[Document passage]:
======
Anyway: if you were describing “Restless” to me, I would think it was just as bad as Riley, a dork with no edge who can’t deal with the idea that his girlfriend might be stronger than him. It is, after all, a dream sequence episode. That’s right. You remember now. It should have been awful. And yet.

We begin with Buffy making sure that Riley knows she doesn’t even trust him to handle a debriefing by himself, but he goes off anyway, and the gang sits down with a big bowl of popcorn, some 7-Up, and a VHS copy of Apocalypse Now (“a gay romp, the feel good movie of whatever year it was”). Soon, they are all asleep, and then they begin to dReAm.

In the DVD commentary (yep, what) Whedon tells us that he wrote “Restless” as a sort of “nice coda” to what he described as “a very anarchic and upheavaly season—and yes, I know upheavaly isn’t a word—for all the characters, would be to just do a piece that commented on all of the forming characters that we’ve grown to know and love, and where they were in their lives, and what they felt about things and each other.” It does very ably show us how all of the characters see each other—Riley is a silly cowboy in Willow’s dream, Spike is a “sideshow freak” in Giles’, etc.

The first dream is Willow’s—she and Tara are (oh-so subtly) talking about finding the true name for Miss Kitty Fantastico, who is “not all grown yet” (like their relationship, you guys) as Willow paints one of Sappho’s love poems in Greek on Tara’s back. This is a gorgeous scene, all soft and strange. Willow goes to class, and turns out she is in a play she didn’t know about, and it’s time to perform. Classic dream shenanigans. Xander, on brand as always, makes a gross, sexist joke (“Sometimes I think about two women doing a spell, and then I do a spell by myself,” which Whedon admits was “a little bit of a cheat” because it took us out of Willow’s experience. “It just made me laugh when he said it, so I kept it in,” he tells us. You cheated to keep that in, Joss? Yikes) and then we’re backstage with the whole gang, all in different costumes. Then she searches for Tara via a long vaginal hallway of red curtain. Again, subtle. Later, a long knife will come slashing through it. (“I was being vaguely literal and sexual there,” Whedon tells us. We got it!) Then we get to see old, season one Willow, in her dorky clothes, which really warms the heart.
======
[Data section]:
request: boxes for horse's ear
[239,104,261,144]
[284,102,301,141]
======
[What is expected]:
Answer these from the review of "Restless":
1. What movie does the gang watch before falling asleep?
2. What does Willow paint on Tara's back?
3. What is Spike in Giles' dream?

[Worked solution]:
1. Apocalypse Now, on VHS.
2. One of Sappho's love poems, in Greek.
3. A "sideshow freak."